▸ 本文抜粋:
鴫原盛之ライター/日本デジタルゲーム学会ゲームメディアSIG代表
「のこす!いかす!!マンガ・アニメ・ゲーム展」会場にある「スペースインベーダー」

京都市の京都国際マンガミュージアムで、11月23日から(土)から企画展「のこす!いかす!!マンガ・アニメ・ゲーム展」が開催されている。

本展は文化庁、京都国際マンガミュージアム、京都精華大学国際マンガ研究センター、立命館大学ゲーム研究センターが主催し、一般社団法人日本アニメーター・演出協会、一般社団法人日本ゲーム展示協会が共催するマンガ、アニメ、ゲーム3分野のアーカイブ活動実績を示す「成果発表展」である。

京都国際マンガミュージアムのサイトには、本展の開催目的が以下のように記されている。

文化庁では、マンガ・アニメ・ゲームを「メディア芸術」の一部と位置付け、10年以上にわたって、様々な形で、関連する資料のアーカイブ事業を行ってきました。

これらマンガ・アニメ・ゲームへ高い社会的関心が集まるとともに、近年、それらに関する〈アーカイブ〉(収集・保存・活用)も注目を集めつつあります。

しかし、そうした事業がどのように実施され、現在のマンガ・アニメ・ゲームの文化を支えているのかは、あまり知られていません。

そこで、本展では、文化庁によるメディア芸術振興のひとつ、「メディア芸術連携基盤等整備推進事業」の成果を活用する形で、マンガ・アニメ・ゲームのアーカイブにおいて、どのようなモノが、どのような形でアーカイブされているのかといった現状を知ってもらうと同時に、今後、何をどのように集めるのか、つまり〈のこす〉のか、そして、それらをどのように〈いかす〉のか、そのあり方や意義について、来場者と一緒に考えます。

▸ 課題: 本文抜粋によると、企画展「のこす!いかす!!マンガ・アニメ・ゲーム展」の会場はどこか。 一覧はここでは使わない。

▸ 一覧:
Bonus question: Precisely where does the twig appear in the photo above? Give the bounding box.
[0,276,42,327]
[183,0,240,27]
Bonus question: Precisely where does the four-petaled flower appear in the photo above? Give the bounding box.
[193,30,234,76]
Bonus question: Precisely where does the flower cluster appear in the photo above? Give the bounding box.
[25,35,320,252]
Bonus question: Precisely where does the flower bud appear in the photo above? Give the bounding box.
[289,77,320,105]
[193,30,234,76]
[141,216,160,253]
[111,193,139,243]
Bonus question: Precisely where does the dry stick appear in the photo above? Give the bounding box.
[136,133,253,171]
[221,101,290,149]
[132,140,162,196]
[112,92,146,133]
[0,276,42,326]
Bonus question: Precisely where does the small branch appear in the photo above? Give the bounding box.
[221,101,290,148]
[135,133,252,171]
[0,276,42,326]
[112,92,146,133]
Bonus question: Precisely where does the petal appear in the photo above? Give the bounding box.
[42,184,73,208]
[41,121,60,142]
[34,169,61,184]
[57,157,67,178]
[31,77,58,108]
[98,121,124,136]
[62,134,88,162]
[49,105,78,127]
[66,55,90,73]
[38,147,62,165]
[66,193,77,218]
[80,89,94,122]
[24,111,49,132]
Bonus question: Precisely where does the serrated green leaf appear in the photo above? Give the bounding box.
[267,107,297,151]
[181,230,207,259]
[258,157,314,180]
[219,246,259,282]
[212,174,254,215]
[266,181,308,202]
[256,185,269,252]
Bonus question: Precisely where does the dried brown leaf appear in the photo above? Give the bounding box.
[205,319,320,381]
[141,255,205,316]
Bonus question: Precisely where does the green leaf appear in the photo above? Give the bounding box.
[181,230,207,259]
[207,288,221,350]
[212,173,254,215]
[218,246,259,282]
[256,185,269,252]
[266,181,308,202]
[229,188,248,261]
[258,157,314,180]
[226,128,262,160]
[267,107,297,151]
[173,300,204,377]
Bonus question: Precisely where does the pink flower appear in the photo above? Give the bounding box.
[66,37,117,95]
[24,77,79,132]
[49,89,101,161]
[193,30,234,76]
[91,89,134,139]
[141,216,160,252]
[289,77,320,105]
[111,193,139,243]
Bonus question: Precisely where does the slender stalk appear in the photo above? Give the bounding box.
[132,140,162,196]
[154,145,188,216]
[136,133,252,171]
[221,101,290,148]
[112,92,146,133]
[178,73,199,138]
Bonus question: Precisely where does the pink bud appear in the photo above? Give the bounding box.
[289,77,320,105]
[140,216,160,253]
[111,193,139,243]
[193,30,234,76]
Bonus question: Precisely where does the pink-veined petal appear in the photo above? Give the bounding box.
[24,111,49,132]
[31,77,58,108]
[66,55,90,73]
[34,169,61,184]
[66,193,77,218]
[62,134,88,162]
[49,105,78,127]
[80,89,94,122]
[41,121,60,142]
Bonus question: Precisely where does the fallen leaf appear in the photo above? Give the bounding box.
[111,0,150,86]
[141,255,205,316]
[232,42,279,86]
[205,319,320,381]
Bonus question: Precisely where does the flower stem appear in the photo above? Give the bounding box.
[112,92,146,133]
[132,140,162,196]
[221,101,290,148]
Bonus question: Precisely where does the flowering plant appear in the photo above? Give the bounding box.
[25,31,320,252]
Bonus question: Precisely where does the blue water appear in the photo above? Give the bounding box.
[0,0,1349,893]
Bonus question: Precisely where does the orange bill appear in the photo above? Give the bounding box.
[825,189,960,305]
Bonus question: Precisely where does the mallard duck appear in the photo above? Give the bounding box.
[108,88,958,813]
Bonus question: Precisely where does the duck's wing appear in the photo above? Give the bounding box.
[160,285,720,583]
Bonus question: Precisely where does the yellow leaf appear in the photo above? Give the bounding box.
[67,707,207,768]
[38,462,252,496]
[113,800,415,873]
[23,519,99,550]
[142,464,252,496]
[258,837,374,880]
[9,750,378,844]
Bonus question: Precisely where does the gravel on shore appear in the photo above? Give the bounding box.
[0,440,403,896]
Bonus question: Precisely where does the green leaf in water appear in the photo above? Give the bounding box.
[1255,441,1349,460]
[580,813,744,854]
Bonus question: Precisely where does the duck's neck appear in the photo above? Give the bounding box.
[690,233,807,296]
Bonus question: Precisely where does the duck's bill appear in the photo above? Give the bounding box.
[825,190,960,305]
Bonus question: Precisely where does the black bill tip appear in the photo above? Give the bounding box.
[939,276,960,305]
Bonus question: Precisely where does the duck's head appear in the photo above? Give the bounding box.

▸ 解答: 京都市の京都国際マンガミュージアム。